* [Stated problem] Starting with the line that contains "the bag strap", reproduce each line through the end of the entries exactly as written.

--- START OF Records for this exercise ---

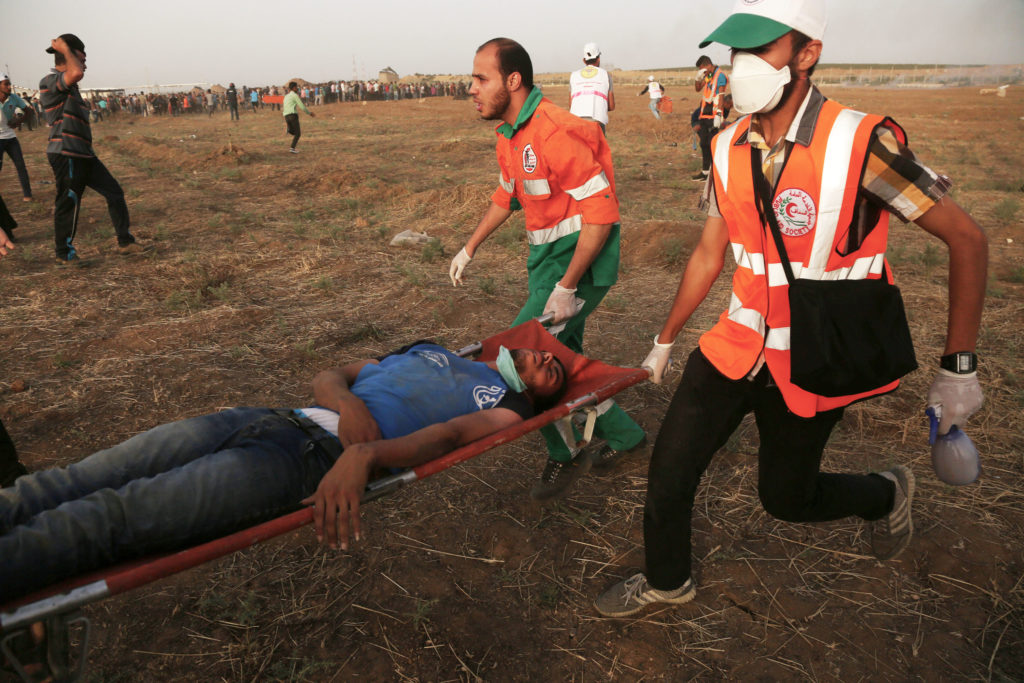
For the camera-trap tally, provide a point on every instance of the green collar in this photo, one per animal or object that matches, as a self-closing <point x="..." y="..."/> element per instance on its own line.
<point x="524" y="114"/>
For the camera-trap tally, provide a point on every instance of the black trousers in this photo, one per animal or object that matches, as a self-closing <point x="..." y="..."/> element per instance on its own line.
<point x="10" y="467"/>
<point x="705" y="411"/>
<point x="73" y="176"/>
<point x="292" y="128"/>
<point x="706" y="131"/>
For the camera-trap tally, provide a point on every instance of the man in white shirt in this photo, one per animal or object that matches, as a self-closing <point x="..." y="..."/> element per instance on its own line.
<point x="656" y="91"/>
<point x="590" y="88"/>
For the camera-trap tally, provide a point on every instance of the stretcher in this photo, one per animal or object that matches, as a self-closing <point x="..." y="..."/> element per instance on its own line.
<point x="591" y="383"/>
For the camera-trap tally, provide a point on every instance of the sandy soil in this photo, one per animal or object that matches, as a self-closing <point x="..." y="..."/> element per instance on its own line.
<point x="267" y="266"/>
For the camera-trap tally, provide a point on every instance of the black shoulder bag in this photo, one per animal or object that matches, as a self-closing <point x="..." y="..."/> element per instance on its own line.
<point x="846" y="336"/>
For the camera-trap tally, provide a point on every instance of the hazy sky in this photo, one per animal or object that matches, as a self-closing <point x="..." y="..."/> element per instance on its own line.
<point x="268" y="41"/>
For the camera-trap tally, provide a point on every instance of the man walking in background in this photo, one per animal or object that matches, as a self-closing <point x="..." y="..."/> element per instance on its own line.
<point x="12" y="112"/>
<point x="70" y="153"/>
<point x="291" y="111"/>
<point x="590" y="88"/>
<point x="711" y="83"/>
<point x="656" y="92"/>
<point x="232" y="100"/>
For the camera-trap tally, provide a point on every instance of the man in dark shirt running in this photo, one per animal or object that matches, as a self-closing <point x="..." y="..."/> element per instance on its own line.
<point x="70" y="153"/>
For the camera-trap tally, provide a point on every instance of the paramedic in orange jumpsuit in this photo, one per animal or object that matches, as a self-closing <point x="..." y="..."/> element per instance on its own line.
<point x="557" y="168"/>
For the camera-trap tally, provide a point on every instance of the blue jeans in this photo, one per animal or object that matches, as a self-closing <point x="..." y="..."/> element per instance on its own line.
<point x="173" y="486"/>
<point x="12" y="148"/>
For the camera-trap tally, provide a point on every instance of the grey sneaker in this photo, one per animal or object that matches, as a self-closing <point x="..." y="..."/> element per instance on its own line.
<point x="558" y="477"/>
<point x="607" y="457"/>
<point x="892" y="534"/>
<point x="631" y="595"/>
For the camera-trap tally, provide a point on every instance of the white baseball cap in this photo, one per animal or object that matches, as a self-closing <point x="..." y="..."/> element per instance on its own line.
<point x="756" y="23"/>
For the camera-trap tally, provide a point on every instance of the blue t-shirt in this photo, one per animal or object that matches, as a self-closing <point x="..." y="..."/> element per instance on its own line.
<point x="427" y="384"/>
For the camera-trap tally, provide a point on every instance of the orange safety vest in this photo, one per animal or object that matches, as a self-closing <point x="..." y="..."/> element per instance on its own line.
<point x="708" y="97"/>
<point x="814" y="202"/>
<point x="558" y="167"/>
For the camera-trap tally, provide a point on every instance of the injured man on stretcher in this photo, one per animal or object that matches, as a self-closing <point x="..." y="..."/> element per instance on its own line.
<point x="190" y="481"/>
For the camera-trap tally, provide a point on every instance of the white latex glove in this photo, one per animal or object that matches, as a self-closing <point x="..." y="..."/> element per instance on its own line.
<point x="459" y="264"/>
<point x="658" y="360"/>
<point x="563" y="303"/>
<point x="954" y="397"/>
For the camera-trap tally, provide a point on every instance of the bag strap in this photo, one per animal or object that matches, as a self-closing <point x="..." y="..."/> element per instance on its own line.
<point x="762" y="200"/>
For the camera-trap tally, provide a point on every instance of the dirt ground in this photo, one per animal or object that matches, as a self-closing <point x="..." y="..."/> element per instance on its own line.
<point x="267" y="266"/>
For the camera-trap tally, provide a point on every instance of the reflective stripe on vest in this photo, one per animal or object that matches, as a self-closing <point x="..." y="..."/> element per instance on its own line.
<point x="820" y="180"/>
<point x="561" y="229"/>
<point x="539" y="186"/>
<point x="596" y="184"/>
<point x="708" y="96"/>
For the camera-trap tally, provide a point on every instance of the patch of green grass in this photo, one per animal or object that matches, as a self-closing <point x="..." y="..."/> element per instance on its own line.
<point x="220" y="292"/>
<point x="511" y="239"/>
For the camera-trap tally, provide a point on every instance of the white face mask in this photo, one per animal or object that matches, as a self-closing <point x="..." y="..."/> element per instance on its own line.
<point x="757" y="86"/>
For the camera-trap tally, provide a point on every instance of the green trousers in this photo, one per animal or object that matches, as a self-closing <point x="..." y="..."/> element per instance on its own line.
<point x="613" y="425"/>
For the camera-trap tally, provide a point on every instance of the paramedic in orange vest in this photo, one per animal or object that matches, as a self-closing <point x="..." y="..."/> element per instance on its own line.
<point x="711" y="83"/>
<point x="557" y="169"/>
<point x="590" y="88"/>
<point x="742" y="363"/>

--- END OF Records for this exercise ---

* [Result of this exercise]
For the camera-trap tally, provide a point on every instance of the bag strap in this photo, one per animal or object that matches, as a self-closing <point x="..." y="..."/> element per instance on its own line.
<point x="762" y="200"/>
For the camera-trap tally, provide a point on every instance of the dirt ground in this photo, one per animal or object that matches, as a self-closing <point x="..." y="..."/> element per instance on its own line.
<point x="267" y="266"/>
For the camera-trap tally, provide a point on every instance of the reflective stripe on vest in this photo, one per animal or object that matches, as a self-closing <point x="..." y="..."/> element per instance on its own line.
<point x="820" y="180"/>
<point x="561" y="229"/>
<point x="539" y="186"/>
<point x="596" y="184"/>
<point x="708" y="96"/>
For the camera-trap tally, provide a point on every instance of the patch of green grass in this photo, one per animal or object that matches, as a self-closing <point x="..." y="..."/> element per instance on its own line.
<point x="220" y="292"/>
<point x="511" y="239"/>
For the camera-trap tally, provide a point on every instance of the white face mask in this photo, one per animal or object that matches, as a self-closing <point x="..." y="..."/> element per instance on its own line.
<point x="757" y="86"/>
For the camera-trap tally, provide a point on every instance of the green trousers in this photo, one per animal or object that matches, as a self-closing <point x="..." y="..."/> element per instance on its own line.
<point x="613" y="425"/>
For the camera-trap tally, provide a point on every instance of the paramedic in orange vest in this photo, one per animal or object that matches, as a self-closing <point x="..." y="..."/> element per instance on its own line.
<point x="711" y="83"/>
<point x="557" y="169"/>
<point x="590" y="88"/>
<point x="742" y="363"/>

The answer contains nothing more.